- Fragmento proporcionado -
· · · ·
En un intento cuestionable por no perder espectadores, la televisión (y cierto cine) adquirió en los años noventa un ritmo de montaje cada vez más acelerado. La elipsis –evitar los momentos “superfluos” de una historia para abordar directamente lo “interesante”− se convirtió en el recurso clave e indispensable para alcanzar este fin.
La aceleración manipulada de los acontecimientos nos sume en un estado siempre vibrante, donde cada plano se acorta empujándonos hacia adelante, dirigiéndonos frenéticamente a una inminente novedad que habitualmente nunca llega. Pero la rapidez es finita y está condicionada por nuestra capacidad de asimilar las imágenes, las emociones y los conceptos que se nos ofrecen. A menudo esta aceleración extrema nos conduce a un vacío e insustancialidad que amenaza con cortocircuitar el deseo de mirar la televisión. Porque es precisamente en esos tiempos muertos, suprimidos sutilmente en la sala de montaje, en que como espectador activo podemos asimilar lo visto, recrearnos o tomar perspectiva.
· · · ·
- Datos proporcionados -

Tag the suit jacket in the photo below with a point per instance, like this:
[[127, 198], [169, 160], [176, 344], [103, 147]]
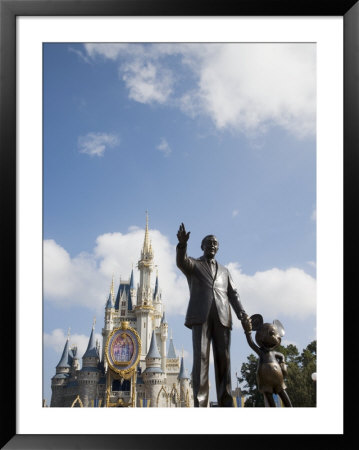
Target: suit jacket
[[204, 288]]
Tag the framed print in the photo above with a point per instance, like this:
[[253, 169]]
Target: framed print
[[146, 114]]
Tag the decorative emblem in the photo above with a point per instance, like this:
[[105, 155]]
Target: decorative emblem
[[123, 349]]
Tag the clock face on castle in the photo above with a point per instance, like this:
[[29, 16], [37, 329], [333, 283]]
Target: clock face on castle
[[123, 349]]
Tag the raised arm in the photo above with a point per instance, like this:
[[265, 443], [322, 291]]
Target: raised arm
[[182, 260], [235, 301], [248, 332]]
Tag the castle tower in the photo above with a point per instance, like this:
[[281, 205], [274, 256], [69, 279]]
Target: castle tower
[[153, 376], [144, 309], [185, 391], [109, 319], [60, 379], [164, 336], [157, 303], [89, 375]]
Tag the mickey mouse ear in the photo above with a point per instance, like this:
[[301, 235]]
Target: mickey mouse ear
[[257, 322], [279, 326]]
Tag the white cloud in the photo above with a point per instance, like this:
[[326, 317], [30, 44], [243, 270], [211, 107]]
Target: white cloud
[[164, 147], [276, 293], [95, 144], [57, 339], [84, 280], [245, 87], [147, 82]]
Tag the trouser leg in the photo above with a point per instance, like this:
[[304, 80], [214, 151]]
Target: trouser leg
[[201, 346], [221, 342]]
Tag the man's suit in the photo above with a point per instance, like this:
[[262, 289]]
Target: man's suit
[[209, 317]]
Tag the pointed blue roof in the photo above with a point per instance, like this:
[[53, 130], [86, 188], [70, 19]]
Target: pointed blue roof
[[132, 283], [182, 375], [153, 351], [124, 288], [171, 350], [64, 361], [109, 304], [156, 288], [91, 348]]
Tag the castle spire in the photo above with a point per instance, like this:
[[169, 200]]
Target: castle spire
[[156, 286], [153, 351], [64, 361], [91, 347], [147, 247], [132, 283], [182, 374], [111, 297]]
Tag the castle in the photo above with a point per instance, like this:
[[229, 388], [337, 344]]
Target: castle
[[134, 367]]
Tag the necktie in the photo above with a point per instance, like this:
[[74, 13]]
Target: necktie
[[212, 265]]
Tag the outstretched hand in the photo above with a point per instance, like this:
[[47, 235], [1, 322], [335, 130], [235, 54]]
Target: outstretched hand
[[246, 323], [182, 235]]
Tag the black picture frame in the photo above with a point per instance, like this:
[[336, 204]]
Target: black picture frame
[[9, 10]]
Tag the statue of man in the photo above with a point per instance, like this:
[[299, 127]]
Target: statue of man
[[212, 291]]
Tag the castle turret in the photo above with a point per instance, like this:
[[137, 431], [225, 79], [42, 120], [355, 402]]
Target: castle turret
[[164, 335], [157, 303], [172, 362], [60, 379], [153, 376], [185, 393], [89, 375], [109, 318], [144, 309]]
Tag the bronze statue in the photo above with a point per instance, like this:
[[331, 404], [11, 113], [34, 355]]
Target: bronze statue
[[212, 292], [271, 368]]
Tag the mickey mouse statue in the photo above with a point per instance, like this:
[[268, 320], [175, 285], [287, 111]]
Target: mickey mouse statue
[[271, 368]]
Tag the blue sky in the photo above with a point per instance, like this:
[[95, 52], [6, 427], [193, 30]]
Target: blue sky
[[218, 136]]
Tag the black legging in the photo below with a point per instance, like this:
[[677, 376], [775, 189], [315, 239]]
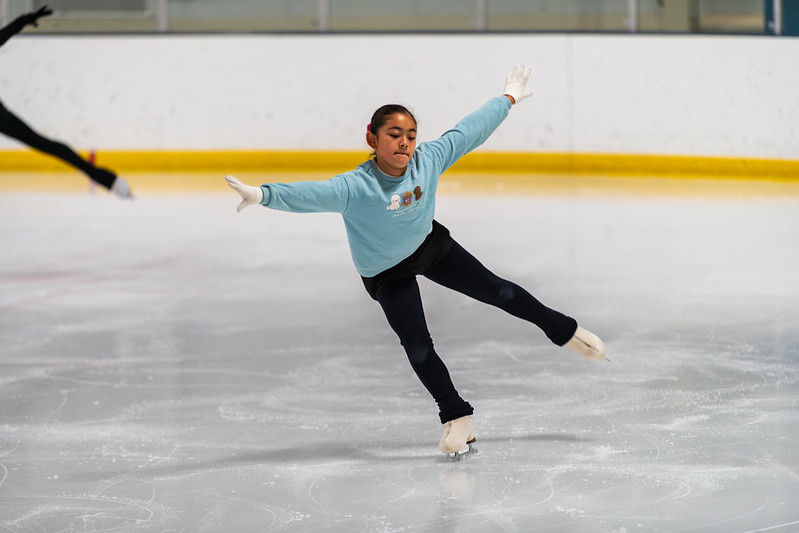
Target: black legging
[[459, 270], [12, 126]]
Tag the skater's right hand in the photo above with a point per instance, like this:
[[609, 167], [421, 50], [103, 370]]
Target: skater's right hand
[[249, 194], [516, 84], [34, 16]]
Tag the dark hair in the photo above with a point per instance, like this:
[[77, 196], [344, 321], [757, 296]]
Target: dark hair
[[380, 117]]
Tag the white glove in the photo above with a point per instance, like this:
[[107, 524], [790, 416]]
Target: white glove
[[516, 82], [249, 194]]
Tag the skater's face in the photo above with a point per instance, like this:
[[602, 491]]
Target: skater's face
[[394, 143]]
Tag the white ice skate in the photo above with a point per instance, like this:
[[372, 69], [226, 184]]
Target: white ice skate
[[586, 344], [121, 188], [457, 439]]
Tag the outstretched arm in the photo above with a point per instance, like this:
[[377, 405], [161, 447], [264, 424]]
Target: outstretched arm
[[475, 128], [20, 22]]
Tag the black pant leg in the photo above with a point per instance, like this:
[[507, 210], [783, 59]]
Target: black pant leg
[[462, 272], [402, 304], [14, 127]]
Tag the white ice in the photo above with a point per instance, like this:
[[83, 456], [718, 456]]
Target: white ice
[[171, 365]]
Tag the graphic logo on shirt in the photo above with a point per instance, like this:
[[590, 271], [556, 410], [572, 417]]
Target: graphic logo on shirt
[[405, 200]]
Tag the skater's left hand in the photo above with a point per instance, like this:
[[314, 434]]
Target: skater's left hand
[[34, 16], [249, 194], [516, 84]]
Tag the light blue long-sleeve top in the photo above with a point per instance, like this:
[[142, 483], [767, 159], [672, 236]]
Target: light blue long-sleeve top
[[387, 218]]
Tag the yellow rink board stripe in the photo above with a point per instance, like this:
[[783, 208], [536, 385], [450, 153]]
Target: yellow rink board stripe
[[510, 171]]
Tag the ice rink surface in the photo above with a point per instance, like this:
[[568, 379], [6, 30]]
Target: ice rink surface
[[171, 365]]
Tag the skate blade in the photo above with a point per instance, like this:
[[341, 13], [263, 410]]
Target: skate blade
[[468, 451]]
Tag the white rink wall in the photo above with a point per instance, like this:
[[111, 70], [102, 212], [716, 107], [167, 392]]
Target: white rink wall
[[628, 94]]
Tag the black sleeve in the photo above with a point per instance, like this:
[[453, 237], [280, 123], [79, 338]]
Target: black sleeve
[[14, 28]]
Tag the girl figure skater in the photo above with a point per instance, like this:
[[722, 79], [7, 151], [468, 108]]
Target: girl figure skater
[[15, 128], [388, 204]]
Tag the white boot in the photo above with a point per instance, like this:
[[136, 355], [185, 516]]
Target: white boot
[[457, 437], [586, 344]]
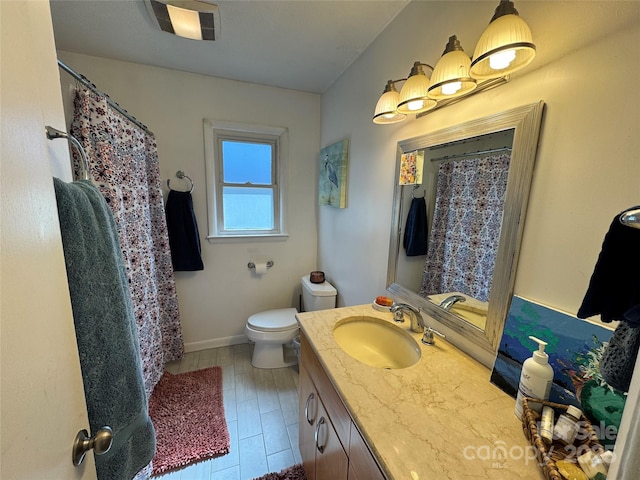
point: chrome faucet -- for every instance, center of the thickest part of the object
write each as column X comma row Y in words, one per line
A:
column 448, row 302
column 398, row 310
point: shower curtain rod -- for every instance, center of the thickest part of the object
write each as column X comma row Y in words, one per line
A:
column 471, row 154
column 85, row 81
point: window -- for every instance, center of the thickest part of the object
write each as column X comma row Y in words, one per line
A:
column 245, row 168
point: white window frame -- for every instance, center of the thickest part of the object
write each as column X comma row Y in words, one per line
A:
column 214, row 132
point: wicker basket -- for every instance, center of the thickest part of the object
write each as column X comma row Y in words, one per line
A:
column 548, row 455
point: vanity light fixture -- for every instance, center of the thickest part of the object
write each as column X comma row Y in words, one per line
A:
column 451, row 76
column 414, row 96
column 505, row 46
column 194, row 19
column 386, row 108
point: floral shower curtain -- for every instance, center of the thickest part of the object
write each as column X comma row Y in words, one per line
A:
column 123, row 164
column 466, row 226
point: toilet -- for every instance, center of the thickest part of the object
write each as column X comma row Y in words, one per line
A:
column 273, row 330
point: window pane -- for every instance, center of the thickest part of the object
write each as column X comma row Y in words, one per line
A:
column 247, row 208
column 244, row 162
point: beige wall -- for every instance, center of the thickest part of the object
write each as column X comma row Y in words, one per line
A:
column 588, row 58
column 215, row 303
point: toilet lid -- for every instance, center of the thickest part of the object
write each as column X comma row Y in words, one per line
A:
column 274, row 320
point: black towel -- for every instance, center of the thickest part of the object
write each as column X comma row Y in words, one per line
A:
column 415, row 232
column 614, row 289
column 184, row 239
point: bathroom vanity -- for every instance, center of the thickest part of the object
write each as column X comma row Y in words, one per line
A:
column 438, row 418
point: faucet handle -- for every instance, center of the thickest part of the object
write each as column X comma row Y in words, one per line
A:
column 428, row 338
column 398, row 315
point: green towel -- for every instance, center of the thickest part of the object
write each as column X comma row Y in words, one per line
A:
column 106, row 329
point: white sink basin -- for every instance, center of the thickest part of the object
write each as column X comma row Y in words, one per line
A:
column 376, row 342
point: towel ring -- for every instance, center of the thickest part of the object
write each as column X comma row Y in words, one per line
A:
column 181, row 175
column 415, row 187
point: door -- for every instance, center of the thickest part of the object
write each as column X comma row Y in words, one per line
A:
column 307, row 418
column 42, row 398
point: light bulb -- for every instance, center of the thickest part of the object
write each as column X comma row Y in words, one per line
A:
column 451, row 88
column 501, row 60
column 415, row 105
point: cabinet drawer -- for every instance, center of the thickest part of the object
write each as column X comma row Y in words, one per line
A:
column 332, row 402
column 361, row 461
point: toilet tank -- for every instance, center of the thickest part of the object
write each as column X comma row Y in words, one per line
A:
column 317, row 296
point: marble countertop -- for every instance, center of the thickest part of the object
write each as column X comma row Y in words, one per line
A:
column 438, row 419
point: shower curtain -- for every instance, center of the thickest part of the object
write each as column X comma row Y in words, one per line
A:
column 123, row 164
column 465, row 232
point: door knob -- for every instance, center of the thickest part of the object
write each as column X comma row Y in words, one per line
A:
column 100, row 442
· · · ·
- Consigna 1 -
Responde con lo que dice el texto sobre el montaje televisivo:
(a) ¿En qué década empezó la televisión a montar con un ritmo cada vez más acelerado?
(b) ¿Qué recurso se volvió clave para lograr ese ritmo?
(c) ¿Qué pone un límite a la rapidez?
- Consigna 2 -
Sigue escribiendo el texto sobre el montaje televisivo desde su última oración.

- Respuesta 1 -
(a) En los años noventa.
(b) La elipsis.
(c) Nuestra capacidad de asimilar las imágenes, las emociones y los conceptos que se nos ofrecen.

- Respuesta 2 -
El problema no radica en que ciertos contenidos televisivos tengan una cadencia abreviada, sino que la aceleración se ha instaurado ya como una norma que alcanza la casi totalidad de la programación. A una entrevista en profundidad, un documental de personajes o un debate, las prisas les hace un flaco favor, sin embargo la moda de la premura los ha contaminado con la excusa de no resultar pesados.
Así, frente a otro tipo de medios de expresión más selectivos, los espectadores nos hemos habituado a un ritmo sincopado, que aboca la televisión a un fin sedante, incompatible irremediablemente con la reflexión o el espíritu crítico.
Como productora audiovisual nos resistimos a sucumbir a la moda, y reivindicamos la pertinencia de un espacio para las producciones no edulcoradas por la prisa, que nos permitan pensar y sentir. Porque aunque a priori pueda resultar formalmente áspero, un tempo más pausado, permite que, ante los tiempos muertos en la televisión, el cine y la vida uno pueda escapar, o vivirlos con consciencia y extraer un significado subjetivo.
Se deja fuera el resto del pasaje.